ASSIGNMENT:
Of all the lines in the material, tally those containing the string "electrical", and report nothing but the total.

───

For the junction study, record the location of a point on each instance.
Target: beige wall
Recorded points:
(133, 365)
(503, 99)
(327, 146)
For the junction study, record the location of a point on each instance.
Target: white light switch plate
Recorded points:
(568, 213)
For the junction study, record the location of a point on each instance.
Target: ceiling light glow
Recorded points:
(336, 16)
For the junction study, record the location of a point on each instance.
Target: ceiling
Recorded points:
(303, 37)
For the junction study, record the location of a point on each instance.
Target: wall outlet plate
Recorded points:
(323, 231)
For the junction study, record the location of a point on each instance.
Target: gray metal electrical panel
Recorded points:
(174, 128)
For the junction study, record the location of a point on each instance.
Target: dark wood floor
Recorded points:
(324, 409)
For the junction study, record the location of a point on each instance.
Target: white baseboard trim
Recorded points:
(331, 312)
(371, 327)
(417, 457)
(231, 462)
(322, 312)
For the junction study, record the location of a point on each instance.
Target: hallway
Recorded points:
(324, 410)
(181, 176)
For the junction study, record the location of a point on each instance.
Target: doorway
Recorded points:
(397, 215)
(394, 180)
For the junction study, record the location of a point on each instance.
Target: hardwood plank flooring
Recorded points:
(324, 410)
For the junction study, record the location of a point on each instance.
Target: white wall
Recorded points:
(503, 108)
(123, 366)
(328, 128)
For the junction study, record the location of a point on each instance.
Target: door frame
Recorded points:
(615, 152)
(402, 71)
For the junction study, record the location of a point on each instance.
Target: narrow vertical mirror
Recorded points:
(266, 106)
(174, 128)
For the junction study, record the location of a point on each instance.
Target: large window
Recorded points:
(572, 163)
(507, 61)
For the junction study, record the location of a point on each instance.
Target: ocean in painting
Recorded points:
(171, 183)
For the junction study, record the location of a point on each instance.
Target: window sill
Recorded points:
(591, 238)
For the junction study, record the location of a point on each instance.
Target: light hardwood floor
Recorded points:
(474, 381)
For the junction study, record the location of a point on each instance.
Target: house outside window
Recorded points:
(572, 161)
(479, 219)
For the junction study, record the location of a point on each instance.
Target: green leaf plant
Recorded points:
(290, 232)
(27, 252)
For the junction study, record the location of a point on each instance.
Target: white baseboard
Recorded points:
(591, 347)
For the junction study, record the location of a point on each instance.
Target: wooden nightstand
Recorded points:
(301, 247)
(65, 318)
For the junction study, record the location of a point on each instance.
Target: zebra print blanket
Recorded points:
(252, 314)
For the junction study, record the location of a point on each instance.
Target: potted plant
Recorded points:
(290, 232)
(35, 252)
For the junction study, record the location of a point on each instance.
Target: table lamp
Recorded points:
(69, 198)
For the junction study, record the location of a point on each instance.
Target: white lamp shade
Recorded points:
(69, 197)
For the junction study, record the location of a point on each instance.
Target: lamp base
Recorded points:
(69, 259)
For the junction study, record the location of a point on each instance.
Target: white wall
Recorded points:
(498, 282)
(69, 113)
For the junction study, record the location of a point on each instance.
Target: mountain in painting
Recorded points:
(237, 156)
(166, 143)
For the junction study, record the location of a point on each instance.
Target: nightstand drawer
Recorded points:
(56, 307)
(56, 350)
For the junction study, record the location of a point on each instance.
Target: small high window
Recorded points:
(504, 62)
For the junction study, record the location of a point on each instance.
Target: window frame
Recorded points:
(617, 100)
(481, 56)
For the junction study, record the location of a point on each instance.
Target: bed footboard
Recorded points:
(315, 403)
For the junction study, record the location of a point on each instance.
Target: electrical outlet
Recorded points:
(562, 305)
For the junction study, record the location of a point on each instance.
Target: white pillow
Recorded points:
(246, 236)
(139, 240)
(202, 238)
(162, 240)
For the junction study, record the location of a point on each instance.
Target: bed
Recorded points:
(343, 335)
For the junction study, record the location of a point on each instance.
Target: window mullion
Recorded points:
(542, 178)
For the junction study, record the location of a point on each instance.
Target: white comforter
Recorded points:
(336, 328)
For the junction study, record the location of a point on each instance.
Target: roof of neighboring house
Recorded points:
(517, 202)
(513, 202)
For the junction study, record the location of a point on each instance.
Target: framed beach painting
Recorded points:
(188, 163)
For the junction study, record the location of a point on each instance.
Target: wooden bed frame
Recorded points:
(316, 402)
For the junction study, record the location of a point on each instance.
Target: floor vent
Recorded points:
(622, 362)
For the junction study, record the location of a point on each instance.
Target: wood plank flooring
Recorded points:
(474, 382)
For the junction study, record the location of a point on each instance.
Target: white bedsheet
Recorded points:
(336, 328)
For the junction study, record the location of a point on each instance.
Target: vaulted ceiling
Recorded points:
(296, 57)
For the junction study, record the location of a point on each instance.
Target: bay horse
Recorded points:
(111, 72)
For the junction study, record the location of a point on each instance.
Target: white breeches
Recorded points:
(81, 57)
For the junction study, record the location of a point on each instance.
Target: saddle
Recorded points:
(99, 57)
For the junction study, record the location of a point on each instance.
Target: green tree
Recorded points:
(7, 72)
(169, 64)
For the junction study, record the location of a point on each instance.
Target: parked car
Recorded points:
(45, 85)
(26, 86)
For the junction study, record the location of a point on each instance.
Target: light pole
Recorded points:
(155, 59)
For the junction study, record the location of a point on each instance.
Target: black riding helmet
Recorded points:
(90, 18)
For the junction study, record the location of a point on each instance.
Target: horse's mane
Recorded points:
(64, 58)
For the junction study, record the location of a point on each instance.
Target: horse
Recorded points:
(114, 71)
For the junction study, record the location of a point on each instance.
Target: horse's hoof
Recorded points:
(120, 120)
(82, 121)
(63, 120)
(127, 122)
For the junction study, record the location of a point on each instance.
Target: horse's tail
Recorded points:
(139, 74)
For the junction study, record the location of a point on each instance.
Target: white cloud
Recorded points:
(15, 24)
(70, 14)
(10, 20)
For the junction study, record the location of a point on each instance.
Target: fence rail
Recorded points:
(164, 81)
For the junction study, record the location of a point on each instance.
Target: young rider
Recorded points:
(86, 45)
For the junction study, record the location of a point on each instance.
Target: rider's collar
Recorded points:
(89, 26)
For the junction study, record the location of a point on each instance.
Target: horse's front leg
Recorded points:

───

RESPONSE TO THIS TASK:
2